Exercise goal -> Images appear in the records below; leave them out and repeat everything else exactly.

Named object pointing entries
>> start
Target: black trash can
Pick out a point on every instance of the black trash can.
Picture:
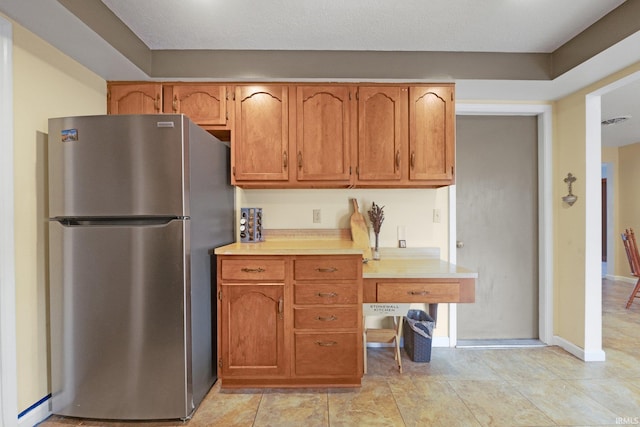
(417, 332)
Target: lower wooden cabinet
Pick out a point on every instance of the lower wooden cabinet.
(252, 337)
(327, 353)
(290, 321)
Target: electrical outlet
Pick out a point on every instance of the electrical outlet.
(436, 215)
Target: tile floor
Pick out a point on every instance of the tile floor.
(459, 387)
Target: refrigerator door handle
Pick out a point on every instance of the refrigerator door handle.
(87, 222)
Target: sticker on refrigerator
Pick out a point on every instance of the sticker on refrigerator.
(69, 135)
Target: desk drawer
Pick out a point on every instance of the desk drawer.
(326, 268)
(325, 317)
(253, 269)
(337, 293)
(418, 292)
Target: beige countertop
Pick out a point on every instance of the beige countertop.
(291, 247)
(414, 268)
(394, 263)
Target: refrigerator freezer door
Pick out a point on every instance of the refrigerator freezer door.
(118, 166)
(120, 349)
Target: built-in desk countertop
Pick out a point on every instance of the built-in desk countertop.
(407, 268)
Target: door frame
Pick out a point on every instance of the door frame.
(593, 210)
(545, 214)
(8, 378)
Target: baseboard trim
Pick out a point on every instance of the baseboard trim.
(435, 342)
(621, 279)
(36, 414)
(579, 352)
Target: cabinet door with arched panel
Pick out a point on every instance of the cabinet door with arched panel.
(432, 134)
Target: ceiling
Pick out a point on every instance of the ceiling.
(407, 25)
(466, 31)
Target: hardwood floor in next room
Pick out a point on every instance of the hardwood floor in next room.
(459, 387)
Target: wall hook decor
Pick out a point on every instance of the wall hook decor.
(570, 198)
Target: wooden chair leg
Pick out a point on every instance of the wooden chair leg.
(364, 342)
(398, 325)
(634, 294)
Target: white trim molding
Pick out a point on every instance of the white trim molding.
(8, 379)
(545, 204)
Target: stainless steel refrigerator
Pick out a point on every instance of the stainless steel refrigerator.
(136, 202)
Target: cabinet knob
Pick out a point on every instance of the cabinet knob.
(418, 292)
(253, 270)
(327, 294)
(326, 270)
(326, 343)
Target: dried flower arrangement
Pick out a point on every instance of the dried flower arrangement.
(376, 216)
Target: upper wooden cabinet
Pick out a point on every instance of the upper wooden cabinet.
>> end
Answer for the task ->
Target: black trash can
Pick out a point on every instance of the black trash can.
Picture:
(417, 332)
Target: lower wooden cabinet
Pick out a point on every instance of the lower wooden cabinet.
(252, 337)
(327, 353)
(290, 321)
Target: electrical outlet
Pick out a point on every instance of the electrical outlet.
(436, 215)
Target: tile floor
Pick out a point on every instance of the tile floor.
(459, 387)
Target: refrigerator door handle
Pick out a point on every instance of the refrigerator door handle.
(87, 222)
Target: sticker on refrigerator
Pick out a point on every instance of the sticker on refrigerator.
(69, 135)
Target: desk drawer
Pick out a point on every instance of the desk drawer.
(326, 268)
(325, 317)
(253, 269)
(337, 293)
(418, 292)
Target: beige countertop
Pick out a point on every instance of the beige countertop.
(291, 247)
(414, 268)
(394, 263)
Target: refrigerator freezer door
Pick out a point on every instance of the refrigerator freezer door.
(118, 166)
(120, 349)
Target: built-in desk countertop
Pick out a point on every instance of the built-in desk countertop.
(407, 268)
Target: door frame
Pick out a point on every instance of the door frame.
(593, 210)
(545, 214)
(8, 378)
Target: baseboard trim
Pick out a point on every instance of the baseboard trim.
(435, 342)
(621, 279)
(36, 414)
(579, 352)
Target: cabinet door with arched panel
Pick out a point on every instance of the cabinet door with arched panel.
(432, 134)
Target: ceiling
Pick out a point on every instance of the ceiling.
(407, 25)
(466, 31)
Target: hardwood floor in next room
Pick out a point on every instance of the hardwood floor in next room.
(459, 387)
Target: wall hook decor
Pick out a point on every instance of the wall hook decor.
(570, 198)
Target: wooden chair leg
Pick out a point on every instance of the wooden chair leg.
(364, 342)
(398, 325)
(634, 294)
Target: white trim molding
Pick out a point on every instance of the white trim molding.
(8, 379)
(545, 204)
Target: stainless steel refrigerator
Pick out a point on every instance of the stainless steel refrigerator.
(136, 202)
Target: cabinet knob
Pick out a point on every instance of the cabinet knob.
(418, 292)
(253, 270)
(327, 294)
(326, 270)
(326, 343)
Target: dried flower arrangement
Pick out a point on every instance of the dried flower arrangement.
(376, 216)
Target: upper wooden cabinet
Pick out a point on every instance of the upper wooden cabinet.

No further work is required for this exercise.